# [EXERCISE TASKS]
1 - Update the article on band stock arrangements from "The practice of" to "lancers, quick-step marches.", replacing "Mozart" with "Haydn".
2 - Continue the article on band stock arrangements from where it stops.

# [EXTRACT TO READ]
╭──

Article Band Stocks

Image: Band Stock Pages

The term "stock" or "stock arrangement" may not be well known to the general public. Indeed, the term also may not be familiar to the ordinary performing musician. Stock arrangements generally are published orchestrations for instrumental ensembles--bands or small orchestras--that enable them to perform popular songs or piano works that previously either had been unpublished in any form, or published only as piano or piano-vocal works.

The practice of scoring a work in a "stock" version dates back as early as the mid-18th century. The operas of Mozart often were adapted by skilled arrangers for various instrumental ensembles in greatly truncated versions or potpourris. In America, this practice first shows up in published works beginning just before the Civil War. Military band versions and small orchestra arrangements of popular songs, medleys from stage works, or any timely work which captured the public's fancy, often were arranged in various dance forms: quadrilles, lancers, quick-step marches.

In the early part of the 20th century, African-American composers began to see their works published as stock arrangements. Scott Joplin, James Reese Europe, and Eubie Blake are but a few of the enormously popular composers of "hit" songs who saw their works made available in stock versions during their lifetime.

African-American Band Music and Recordings, 1883-1923, provides instrumental parts for a representative sampling of the enormous body of published stock arrangements. The 1920s marked the beginning of the great era of popular song and of stock arrangement publishing. However, works published in 1923 and beyond remain under copyright protection. The public domain publications included here provide a valuable foundation for appreciating the formative years of stock arrangement publishing, a window into musical tastes and styles of the late 19th and early 20th centuries, and the contributions of both well-known and now obscure composers, both black and white, to American music.

╰──

Bounding box annotation entries
╭──

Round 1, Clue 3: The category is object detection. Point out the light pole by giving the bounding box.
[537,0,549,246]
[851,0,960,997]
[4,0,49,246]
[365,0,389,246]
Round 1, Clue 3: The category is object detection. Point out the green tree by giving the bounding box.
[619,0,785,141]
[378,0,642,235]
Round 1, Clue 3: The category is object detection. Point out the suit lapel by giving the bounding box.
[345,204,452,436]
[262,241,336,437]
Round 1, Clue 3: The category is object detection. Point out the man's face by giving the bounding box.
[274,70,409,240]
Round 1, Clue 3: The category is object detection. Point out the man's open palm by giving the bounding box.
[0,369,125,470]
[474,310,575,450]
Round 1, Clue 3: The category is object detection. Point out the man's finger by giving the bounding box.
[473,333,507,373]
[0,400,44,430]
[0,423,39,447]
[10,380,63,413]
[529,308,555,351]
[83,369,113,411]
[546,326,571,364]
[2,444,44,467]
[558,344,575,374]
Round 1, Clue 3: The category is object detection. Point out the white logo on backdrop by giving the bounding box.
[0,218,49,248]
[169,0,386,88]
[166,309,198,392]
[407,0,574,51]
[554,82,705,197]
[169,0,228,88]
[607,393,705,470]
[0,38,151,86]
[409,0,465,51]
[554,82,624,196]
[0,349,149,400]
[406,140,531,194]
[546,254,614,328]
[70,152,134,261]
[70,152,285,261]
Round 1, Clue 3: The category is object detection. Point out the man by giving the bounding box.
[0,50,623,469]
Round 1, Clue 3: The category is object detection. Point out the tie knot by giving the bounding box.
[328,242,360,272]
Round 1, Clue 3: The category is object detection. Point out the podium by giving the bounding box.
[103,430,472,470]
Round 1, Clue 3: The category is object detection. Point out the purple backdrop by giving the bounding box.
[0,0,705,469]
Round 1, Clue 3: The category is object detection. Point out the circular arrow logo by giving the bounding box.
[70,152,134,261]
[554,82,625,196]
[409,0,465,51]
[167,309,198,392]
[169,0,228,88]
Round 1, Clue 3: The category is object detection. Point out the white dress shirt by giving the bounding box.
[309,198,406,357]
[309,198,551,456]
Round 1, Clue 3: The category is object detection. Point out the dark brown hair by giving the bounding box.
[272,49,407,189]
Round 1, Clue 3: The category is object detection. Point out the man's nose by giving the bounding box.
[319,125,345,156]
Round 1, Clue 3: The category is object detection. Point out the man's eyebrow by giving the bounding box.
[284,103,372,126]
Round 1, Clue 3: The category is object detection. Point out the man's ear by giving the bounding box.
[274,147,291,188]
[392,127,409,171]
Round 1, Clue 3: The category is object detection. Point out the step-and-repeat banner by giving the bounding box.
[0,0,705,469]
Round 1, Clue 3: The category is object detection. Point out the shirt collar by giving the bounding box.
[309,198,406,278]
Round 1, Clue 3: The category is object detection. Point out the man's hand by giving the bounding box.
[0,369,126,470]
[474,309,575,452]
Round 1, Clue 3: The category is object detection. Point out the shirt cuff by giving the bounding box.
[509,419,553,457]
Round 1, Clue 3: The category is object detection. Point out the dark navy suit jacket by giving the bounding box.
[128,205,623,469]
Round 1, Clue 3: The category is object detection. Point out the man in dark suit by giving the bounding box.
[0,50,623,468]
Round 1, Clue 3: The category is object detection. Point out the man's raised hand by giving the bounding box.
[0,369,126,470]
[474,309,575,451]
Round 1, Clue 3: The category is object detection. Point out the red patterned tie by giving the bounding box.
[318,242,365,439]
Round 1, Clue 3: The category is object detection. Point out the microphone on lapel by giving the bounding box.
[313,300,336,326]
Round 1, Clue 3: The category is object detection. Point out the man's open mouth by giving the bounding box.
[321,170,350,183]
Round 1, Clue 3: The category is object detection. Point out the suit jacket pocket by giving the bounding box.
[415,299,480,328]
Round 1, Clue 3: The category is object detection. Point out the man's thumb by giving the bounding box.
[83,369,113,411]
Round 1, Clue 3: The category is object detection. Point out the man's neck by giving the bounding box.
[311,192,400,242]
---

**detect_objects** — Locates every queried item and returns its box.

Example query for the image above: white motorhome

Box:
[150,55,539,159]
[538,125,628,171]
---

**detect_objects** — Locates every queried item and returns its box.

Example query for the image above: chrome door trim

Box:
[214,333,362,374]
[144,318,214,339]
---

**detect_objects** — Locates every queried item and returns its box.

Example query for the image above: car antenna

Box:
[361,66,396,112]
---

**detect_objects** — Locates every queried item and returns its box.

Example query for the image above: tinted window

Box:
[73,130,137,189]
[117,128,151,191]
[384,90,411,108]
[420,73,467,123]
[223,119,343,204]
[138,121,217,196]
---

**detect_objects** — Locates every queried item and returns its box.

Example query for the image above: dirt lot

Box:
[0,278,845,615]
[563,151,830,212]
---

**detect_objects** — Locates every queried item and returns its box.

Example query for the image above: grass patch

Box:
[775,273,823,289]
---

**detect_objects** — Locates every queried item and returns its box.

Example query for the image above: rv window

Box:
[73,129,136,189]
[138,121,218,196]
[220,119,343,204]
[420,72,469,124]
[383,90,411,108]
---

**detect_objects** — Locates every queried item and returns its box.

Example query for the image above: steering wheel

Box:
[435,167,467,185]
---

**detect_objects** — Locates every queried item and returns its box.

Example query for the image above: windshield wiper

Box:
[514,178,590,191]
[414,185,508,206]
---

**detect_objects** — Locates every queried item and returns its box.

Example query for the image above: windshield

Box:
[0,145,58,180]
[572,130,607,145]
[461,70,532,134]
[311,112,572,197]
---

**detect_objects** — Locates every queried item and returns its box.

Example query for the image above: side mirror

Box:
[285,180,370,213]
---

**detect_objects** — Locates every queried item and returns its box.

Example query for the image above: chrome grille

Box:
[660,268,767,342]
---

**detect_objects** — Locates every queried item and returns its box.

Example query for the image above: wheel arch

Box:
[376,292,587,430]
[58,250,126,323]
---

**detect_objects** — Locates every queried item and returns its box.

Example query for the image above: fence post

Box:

╰──

# [RESPONSES]
1 -
The practice of scoring a work in a "stock" version dates back as early as the mid-18th century. The operas of Haydn often were adapted by skilled arrangers for various instrumental ensembles in greatly truncated versions or potpourris. In America, this practice first shows up in published works beginning just before the Civil War. Military band versions and small orchestra arrangements of popular songs, medleys from stage works, or any timely work which captured the public's fancy, often were arranged in various dance forms: quadrilles, lancers, quick-step marches.

2 -
About this Item

Title
Band Stocks
Subject Headings
-  African American music -- History and criticism
-  Band music -- History and criticism
-  Popular Songs of the Day
-  Songs and Music
-  Parlor and Concert Stage
-  Social Change
-  Progressive Era to New Era (1900-1929)
-  Articles
Genre
article
Online Format
online text
Description
Article. Article. African-American Band Music and Recordings, 1883-1923, provides instrumental parts for a representative sampling of the enormous body of published stock arrangements. The 1920s marked the beginning of the great era of popular song and of stock arrangement publishing. However, works published in 1923 and beyond remain under copyright protection. The public domain publications included here provide a valuable foundation for appreciating the formative years of stock arrangement publishing, a window into musical tastes and styles of the late 19th and early 20th centuries, and the contributions of both well-known and now obscure composers, both black and white, to American music.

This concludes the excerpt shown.